- **Task brief**: Repeat word for word the part of the Simon Brainin biography that begins with "Brainin graduated from" and stops after "New York City.".
── Text ──
= Simon Brainin =

Latvian-American physician (1854–1911)

Simon Michael Brainin (July 15, 1854 – March 31, 1911) was a Latvian-American physician.

Brainin graduated from the gymnasium in his native Riga; studied medicine at the universities of Dorpat and Berlin; held the position of physician of the Jewish community of Riga; and was one of the directors of the community, the last independent Jewish kahal in Russia, until this institution was abolished by the government. He was a member of the committee of the government to investigate the rights of the Jews of the city of Riga, 1885; delegate from the government of Poltava to the rabbinical conference at St. Petersburg, 1892; and a member of the Society for the Promotion of Culture Among the Jews of Russia. In 1895, he immigrated to New York City, where he became (1902) a practicing physician, and member of the county medical and German medical societies, of the Harlem Medical Association, and of the New York Historical Society. He died in New York City.

== Literary works ==
Brainin is the author of:

- "Oraḥ la-Ḥayyim", a work on popular medicine, in Hebrew, Wilna, 1883
- "Der Aerztliche Führer", Riga, 1885
- "Ueber Kefyr," Vienna, 1886

and many articles in various periodicals.
───
── Data section ──
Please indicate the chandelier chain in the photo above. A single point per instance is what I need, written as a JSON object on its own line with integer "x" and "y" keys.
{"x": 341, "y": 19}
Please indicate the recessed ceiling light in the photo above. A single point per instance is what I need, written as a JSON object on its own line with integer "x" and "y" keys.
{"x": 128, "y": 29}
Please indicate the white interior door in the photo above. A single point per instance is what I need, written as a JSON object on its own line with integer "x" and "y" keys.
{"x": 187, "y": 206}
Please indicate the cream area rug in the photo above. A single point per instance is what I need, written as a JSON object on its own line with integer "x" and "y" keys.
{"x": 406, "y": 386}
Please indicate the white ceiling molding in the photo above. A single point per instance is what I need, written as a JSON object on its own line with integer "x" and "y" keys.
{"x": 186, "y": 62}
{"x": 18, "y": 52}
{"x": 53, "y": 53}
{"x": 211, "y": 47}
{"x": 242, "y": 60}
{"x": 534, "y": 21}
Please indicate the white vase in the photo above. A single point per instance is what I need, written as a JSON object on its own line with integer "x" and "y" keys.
───
- **Exercise solution**:
Brainin graduated from the gymnasium in his native Riga; studied medicine at the universities of Dorpat and Berlin; held the position of physician of the Jewish community of Riga; and was one of the directors of the community, the last independent Jewish kahal in Russia, until this institution was abolished by the government. He was a member of the committee of the government to investigate the rights of the Jews of the city of Riga, 1885; delegate from the government of Poltava to the rabbinical conference at St. Petersburg, 1892; and a member of the Society for the Promotion of Culture Among the Jews of Russia. In 1895, he immigrated to New York City, where he became (1902) a practicing physician, and member of the county medical and German medical societies, of the Harlem Medical Association, and of the New York Historical Society. He died in New York City.